• _WHAT YOU ARE ASKED TO DO_:
In the records below, count every line containing "fence". Reply with the number only.

=== MATERIAL FOR THE TASK ===

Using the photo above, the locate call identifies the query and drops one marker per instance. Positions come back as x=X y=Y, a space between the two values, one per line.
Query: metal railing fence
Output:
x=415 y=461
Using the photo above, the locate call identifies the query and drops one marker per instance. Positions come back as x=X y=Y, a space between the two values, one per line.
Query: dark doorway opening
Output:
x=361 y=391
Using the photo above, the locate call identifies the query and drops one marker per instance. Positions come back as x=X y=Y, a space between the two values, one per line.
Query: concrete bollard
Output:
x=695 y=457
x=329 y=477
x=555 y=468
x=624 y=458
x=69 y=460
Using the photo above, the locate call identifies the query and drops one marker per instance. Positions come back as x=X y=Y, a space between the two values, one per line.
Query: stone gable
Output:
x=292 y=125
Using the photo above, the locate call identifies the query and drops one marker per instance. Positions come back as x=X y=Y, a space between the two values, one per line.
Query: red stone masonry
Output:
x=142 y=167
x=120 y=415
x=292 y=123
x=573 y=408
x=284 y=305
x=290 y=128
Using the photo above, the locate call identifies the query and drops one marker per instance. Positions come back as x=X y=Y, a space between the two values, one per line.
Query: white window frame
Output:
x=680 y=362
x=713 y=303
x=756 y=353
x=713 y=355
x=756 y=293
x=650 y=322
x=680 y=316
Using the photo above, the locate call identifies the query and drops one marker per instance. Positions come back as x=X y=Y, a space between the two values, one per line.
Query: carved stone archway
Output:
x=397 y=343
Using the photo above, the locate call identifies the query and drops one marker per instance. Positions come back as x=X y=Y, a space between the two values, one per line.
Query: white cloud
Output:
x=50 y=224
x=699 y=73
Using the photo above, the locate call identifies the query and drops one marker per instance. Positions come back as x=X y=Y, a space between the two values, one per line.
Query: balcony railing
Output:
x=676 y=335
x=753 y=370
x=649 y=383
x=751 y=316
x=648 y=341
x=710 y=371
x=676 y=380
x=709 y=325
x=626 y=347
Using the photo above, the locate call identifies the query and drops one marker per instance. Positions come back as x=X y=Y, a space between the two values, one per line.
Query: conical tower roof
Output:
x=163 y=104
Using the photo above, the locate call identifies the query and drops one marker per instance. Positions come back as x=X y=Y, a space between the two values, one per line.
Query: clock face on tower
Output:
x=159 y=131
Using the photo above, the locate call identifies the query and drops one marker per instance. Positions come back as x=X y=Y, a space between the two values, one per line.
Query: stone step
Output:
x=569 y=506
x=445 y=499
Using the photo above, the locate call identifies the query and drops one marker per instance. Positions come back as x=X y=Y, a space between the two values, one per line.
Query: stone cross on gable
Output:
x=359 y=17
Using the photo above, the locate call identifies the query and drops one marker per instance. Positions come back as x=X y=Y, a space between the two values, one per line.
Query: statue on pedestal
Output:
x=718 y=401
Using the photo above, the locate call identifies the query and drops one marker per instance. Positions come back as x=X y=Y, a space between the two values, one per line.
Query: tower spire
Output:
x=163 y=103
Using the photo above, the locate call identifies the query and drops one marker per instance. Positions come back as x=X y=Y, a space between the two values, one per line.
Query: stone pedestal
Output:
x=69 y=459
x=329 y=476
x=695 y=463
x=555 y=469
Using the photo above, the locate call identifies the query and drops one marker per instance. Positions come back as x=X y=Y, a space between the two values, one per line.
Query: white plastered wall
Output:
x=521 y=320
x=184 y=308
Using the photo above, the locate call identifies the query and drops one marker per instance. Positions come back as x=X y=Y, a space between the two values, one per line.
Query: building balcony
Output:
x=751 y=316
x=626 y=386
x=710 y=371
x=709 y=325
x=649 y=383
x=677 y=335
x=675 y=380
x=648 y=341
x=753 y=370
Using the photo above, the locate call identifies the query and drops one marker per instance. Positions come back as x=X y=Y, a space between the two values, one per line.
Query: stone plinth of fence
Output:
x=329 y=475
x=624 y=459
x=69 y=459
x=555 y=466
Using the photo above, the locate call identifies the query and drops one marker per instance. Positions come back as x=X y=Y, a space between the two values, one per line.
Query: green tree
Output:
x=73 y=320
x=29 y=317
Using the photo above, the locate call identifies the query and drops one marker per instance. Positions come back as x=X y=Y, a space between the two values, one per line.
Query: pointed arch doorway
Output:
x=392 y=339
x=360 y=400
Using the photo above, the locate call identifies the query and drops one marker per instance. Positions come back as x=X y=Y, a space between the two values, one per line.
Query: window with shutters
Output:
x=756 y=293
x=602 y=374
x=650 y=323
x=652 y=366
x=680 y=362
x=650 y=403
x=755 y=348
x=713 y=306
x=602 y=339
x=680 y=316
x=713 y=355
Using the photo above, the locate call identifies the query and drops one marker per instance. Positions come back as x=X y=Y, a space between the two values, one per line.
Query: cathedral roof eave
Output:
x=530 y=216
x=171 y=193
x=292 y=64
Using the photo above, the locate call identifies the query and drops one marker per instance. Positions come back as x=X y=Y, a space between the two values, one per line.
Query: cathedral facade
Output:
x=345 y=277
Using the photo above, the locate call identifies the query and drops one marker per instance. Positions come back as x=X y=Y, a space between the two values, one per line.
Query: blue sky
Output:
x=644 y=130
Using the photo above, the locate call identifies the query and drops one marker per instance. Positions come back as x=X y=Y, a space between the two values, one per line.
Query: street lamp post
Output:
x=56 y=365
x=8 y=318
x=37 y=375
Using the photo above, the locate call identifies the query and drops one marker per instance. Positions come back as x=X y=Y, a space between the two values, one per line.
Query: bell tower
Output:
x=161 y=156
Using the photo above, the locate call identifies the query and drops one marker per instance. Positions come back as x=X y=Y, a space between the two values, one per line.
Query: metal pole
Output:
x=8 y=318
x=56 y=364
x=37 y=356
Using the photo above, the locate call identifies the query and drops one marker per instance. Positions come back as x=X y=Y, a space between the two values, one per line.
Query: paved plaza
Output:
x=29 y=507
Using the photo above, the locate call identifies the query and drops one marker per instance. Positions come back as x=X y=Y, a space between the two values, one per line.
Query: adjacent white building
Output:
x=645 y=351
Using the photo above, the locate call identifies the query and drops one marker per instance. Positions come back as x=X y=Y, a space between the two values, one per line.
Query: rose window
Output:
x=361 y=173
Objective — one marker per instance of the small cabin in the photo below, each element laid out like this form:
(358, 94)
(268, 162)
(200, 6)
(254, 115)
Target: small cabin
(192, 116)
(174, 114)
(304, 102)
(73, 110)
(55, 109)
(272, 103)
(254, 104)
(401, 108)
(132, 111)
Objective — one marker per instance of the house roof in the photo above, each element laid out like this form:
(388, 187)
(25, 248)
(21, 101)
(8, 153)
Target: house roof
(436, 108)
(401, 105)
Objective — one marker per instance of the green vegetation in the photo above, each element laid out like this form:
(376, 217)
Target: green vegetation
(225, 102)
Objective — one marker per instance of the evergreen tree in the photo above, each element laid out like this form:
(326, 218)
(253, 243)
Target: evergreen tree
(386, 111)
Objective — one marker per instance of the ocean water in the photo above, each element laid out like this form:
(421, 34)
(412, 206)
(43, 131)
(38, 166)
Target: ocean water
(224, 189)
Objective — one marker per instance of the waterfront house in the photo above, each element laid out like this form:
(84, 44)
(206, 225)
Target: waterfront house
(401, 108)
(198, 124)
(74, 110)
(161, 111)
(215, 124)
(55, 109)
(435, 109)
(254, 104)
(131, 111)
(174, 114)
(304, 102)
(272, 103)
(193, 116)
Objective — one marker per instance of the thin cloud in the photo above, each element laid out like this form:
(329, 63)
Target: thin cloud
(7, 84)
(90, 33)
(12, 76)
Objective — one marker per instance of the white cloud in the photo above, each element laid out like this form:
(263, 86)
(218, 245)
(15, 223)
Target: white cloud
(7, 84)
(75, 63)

===

• _RESPONSE BOX_:
2